Without omitting anything, retype the data that follows.
--- begin ---
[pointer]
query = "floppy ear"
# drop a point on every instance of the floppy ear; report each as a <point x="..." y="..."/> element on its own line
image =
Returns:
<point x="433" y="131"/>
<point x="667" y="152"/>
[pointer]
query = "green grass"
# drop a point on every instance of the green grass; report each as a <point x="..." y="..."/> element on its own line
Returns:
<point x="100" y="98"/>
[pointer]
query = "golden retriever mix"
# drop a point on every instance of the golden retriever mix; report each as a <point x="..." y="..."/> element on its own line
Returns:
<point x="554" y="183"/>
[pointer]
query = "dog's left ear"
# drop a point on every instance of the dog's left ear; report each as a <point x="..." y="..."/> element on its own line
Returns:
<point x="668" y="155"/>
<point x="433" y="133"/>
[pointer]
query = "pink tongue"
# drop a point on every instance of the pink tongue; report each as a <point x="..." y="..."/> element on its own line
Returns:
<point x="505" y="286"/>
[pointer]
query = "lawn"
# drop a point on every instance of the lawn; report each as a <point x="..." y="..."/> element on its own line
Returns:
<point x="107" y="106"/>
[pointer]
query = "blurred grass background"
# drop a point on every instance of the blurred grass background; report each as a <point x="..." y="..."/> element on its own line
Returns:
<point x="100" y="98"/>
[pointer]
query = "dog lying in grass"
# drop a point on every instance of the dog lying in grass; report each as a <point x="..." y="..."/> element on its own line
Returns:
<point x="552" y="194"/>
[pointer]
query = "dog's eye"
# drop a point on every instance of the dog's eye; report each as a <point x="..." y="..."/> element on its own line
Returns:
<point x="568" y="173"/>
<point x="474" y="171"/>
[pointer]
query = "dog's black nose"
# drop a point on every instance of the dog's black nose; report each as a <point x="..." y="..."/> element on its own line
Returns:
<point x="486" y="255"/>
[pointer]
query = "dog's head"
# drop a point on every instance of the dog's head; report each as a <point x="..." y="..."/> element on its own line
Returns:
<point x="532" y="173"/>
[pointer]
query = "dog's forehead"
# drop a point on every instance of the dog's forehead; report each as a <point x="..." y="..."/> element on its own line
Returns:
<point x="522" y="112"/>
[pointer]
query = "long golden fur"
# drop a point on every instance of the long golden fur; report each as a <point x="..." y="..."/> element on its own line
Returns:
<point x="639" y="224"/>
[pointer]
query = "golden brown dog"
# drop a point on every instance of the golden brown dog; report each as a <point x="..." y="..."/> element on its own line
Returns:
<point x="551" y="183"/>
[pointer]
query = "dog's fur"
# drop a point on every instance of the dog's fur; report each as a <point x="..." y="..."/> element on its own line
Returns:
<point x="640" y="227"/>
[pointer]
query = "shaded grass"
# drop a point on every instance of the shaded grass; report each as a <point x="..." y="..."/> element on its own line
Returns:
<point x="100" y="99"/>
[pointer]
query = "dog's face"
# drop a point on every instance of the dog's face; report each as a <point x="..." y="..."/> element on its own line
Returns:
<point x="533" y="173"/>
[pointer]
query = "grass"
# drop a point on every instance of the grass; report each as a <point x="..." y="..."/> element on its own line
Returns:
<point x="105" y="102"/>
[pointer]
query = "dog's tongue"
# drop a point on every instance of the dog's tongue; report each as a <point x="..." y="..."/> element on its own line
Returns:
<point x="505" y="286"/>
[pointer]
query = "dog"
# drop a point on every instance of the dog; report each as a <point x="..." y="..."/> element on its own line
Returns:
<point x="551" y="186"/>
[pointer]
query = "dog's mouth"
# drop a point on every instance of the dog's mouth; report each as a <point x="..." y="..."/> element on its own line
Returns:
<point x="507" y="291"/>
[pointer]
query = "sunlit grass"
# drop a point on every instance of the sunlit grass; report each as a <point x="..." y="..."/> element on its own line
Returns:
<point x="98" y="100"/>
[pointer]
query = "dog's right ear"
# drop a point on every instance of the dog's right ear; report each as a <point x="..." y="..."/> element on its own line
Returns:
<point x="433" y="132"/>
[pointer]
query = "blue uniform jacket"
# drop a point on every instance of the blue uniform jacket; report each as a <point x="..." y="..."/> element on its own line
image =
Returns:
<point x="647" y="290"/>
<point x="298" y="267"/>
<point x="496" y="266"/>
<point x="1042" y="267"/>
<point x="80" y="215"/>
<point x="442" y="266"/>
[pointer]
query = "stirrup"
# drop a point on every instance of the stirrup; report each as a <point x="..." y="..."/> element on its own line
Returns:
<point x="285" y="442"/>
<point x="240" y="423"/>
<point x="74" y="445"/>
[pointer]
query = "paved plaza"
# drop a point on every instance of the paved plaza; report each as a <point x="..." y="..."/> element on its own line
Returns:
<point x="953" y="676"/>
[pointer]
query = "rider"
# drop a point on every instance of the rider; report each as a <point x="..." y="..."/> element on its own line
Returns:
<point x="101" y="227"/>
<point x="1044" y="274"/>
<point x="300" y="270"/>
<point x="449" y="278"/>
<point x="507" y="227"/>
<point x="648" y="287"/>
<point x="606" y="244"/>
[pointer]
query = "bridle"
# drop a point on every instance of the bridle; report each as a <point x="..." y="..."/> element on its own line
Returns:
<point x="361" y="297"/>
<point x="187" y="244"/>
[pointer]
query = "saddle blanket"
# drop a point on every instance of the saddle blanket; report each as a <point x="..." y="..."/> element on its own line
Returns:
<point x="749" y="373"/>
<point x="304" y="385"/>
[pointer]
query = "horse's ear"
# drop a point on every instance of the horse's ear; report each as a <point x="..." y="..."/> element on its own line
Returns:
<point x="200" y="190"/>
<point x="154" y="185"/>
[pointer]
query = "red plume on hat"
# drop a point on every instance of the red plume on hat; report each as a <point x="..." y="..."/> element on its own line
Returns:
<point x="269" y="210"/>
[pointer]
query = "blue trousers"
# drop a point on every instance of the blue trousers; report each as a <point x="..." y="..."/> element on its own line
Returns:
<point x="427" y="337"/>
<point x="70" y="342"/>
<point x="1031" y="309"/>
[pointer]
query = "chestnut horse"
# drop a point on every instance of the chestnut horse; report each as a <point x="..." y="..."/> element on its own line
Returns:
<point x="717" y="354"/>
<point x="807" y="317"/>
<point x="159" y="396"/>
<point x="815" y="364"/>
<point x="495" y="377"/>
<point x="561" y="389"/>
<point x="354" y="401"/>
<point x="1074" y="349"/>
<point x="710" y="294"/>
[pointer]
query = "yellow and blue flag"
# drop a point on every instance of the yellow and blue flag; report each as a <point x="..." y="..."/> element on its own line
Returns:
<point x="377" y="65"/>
--- end ---
• [The response]
[pointer]
query = "floppy ear"
# drop a point on every instance of the floppy ear; report each as a <point x="..." y="..."/> element on its own line
image =
Returns:
<point x="433" y="131"/>
<point x="667" y="152"/>
[pointer]
query = "green grass"
# drop a point on every instance of the green grass; report each as a <point x="..." y="..."/> element on its own line
Returns:
<point x="100" y="98"/>
[pointer]
query = "golden retriever mix"
# drop a point on every instance of the golden retriever mix; report each as a <point x="..." y="..."/> element on its own line
Returns:
<point x="554" y="183"/>
[pointer]
query = "dog's left ear"
# drop a point on every instance of the dog's left ear; report each as a <point x="..." y="..."/> element on its own line
Returns:
<point x="668" y="155"/>
<point x="433" y="133"/>
[pointer]
query = "pink tongue"
# drop a point on every instance of the pink tongue; report each as a <point x="..." y="..."/> element on its own line
Returns:
<point x="505" y="286"/>
[pointer]
query = "lawn"
# drop a point on every instance of the lawn; report each as a <point x="..." y="..."/> element on its own line
Returns:
<point x="107" y="106"/>
[pointer]
query = "blurred grass background"
# drop a point on every instance of the blurred grass background; report each as a <point x="..." y="..."/> element on its own line
Returns:
<point x="100" y="98"/>
[pointer]
query = "dog lying in grass"
# drop a point on every instance of the dog lying in grass; report each as a <point x="..." y="..."/> element on its own line
Returns:
<point x="552" y="194"/>
[pointer]
query = "dog's eye"
# drop a point on every instance of the dog's eye; report each as a <point x="..." y="..."/> element on its own line
Returns:
<point x="568" y="173"/>
<point x="474" y="171"/>
[pointer]
query = "dog's black nose"
# drop a point on every instance of the dog's black nose; report each as a <point x="..." y="..."/> element on its own line
Returns:
<point x="486" y="255"/>
[pointer]
query = "dog's head"
# drop a point on every instance of the dog's head; report each as a <point x="..." y="..."/> element on its own line
Returns:
<point x="532" y="173"/>
[pointer]
query = "dog's forehead"
# drop a point on every instance of the dog's forehead; report each as a <point x="..." y="..."/> element on its own line
Returns:
<point x="522" y="112"/>
[pointer]
query = "long golden fur"
# drop a point on every instance of the long golden fur; report each as a <point x="..." y="..."/> element on its own line
Returns:
<point x="639" y="224"/>
[pointer]
query = "golden brown dog"
# drop a point on every instance of the golden brown dog; report each as a <point x="..." y="..."/> element on its own line
Returns:
<point x="551" y="183"/>
[pointer]
query = "dog's fur"
# drop a point on every instance of the dog's fur; report each as a <point x="..." y="..."/> element on its own line
Returns:
<point x="640" y="227"/>
[pointer]
query = "shaded grass"
# drop a point on every instance of the shaded grass; report each as a <point x="..." y="..."/> element on its own line
Returns:
<point x="100" y="99"/>
[pointer]
query = "dog's face"
# drop a point on every instance of the dog's face; report each as a <point x="..." y="..."/> element on its own line
Returns:
<point x="533" y="173"/>
[pointer]
query = "grass"
# drop a point on every instance of the grass; report each as a <point x="..." y="..."/> element on its own line
Returns:
<point x="105" y="102"/>
[pointer]
query = "dog's tongue"
# drop a point on every instance of the dog's tongue; report each as a <point x="..." y="..."/> element on its own line
Returns:
<point x="505" y="286"/>
[pointer]
query = "dog"
# drop a point on every instance of the dog; report each as a <point x="..." y="..."/> element on its own line
Returns:
<point x="551" y="186"/>
[pointer]
query = "dog's mouth"
# drop a point on every instance of the dog's mouth; report each as a <point x="..." y="..."/> element on its own line
Returns:
<point x="507" y="291"/>
[pointer]
query = "sunlit grass"
# drop a point on every instance of the sunlit grass; report each as a <point x="..." y="..."/> element on its own line
Returns:
<point x="98" y="100"/>
[pointer]
query = "dog's right ear"
# drop a point on every instance of the dog's right ear; report each as a <point x="..." y="..."/> element on its own line
Returns:
<point x="433" y="132"/>
[pointer]
query = "blue uniform jacket"
# drop a point on every instance of the blue uniform jacket; report each as a <point x="..." y="..."/> element on its own line
image =
Returns:
<point x="647" y="290"/>
<point x="298" y="267"/>
<point x="496" y="266"/>
<point x="1042" y="267"/>
<point x="80" y="215"/>
<point x="442" y="266"/>
[pointer]
query = "stirrup"
# drop a point on every instance of the stirrup; report each as a <point x="..." y="..."/> element on its own line
Returns:
<point x="285" y="442"/>
<point x="240" y="423"/>
<point x="74" y="445"/>
[pointer]
query = "paved plaza"
# drop a point on every instance of the paved plaza; report each as a <point x="..." y="..."/> element on its own line
Returns:
<point x="953" y="676"/>
[pointer]
query = "rider"
# drop a point on every instance of the rider; report each as a <point x="..." y="..."/> element on its own line
Returns:
<point x="101" y="227"/>
<point x="1044" y="274"/>
<point x="300" y="270"/>
<point x="449" y="278"/>
<point x="507" y="227"/>
<point x="648" y="287"/>
<point x="606" y="244"/>
[pointer]
query = "bridle"
# drop a point on every instance of the bridle; report each as a <point x="..." y="..."/> element on its own line
Returns:
<point x="361" y="297"/>
<point x="187" y="244"/>
[pointer]
query = "saddle blanket"
# drop a point on every instance of the saddle blanket; report each as a <point x="..." y="..."/> element on its own line
Returns:
<point x="749" y="373"/>
<point x="304" y="385"/>
[pointer]
query = "horse's ear"
# drop a point on every instance of the horse's ear; report each as a <point x="..." y="..."/> element on its own line
Returns:
<point x="200" y="190"/>
<point x="154" y="185"/>
[pointer]
query = "red plume on hat"
# drop a point on every instance of the red plume on hat; report each as a <point x="..." y="..."/> element on its own line
Returns:
<point x="269" y="210"/>
[pointer]
query = "blue trousers"
# drop a point on every instance of the blue trousers; report each as a <point x="..." y="..."/> element on its own line
Returns:
<point x="427" y="337"/>
<point x="70" y="342"/>
<point x="1031" y="309"/>
[pointer]
query = "chestnut horse"
# drop a point on every instance of the chestnut horse; report each as a <point x="..." y="..."/> element on its own line
Returns:
<point x="717" y="354"/>
<point x="807" y="317"/>
<point x="159" y="396"/>
<point x="815" y="364"/>
<point x="495" y="377"/>
<point x="561" y="389"/>
<point x="354" y="401"/>
<point x="1074" y="349"/>
<point x="710" y="294"/>
[pointer]
query = "yellow and blue flag"
# drop a point on every instance of the yellow and blue flag; report each as a <point x="..." y="..."/> element on its own line
Returns:
<point x="377" y="65"/>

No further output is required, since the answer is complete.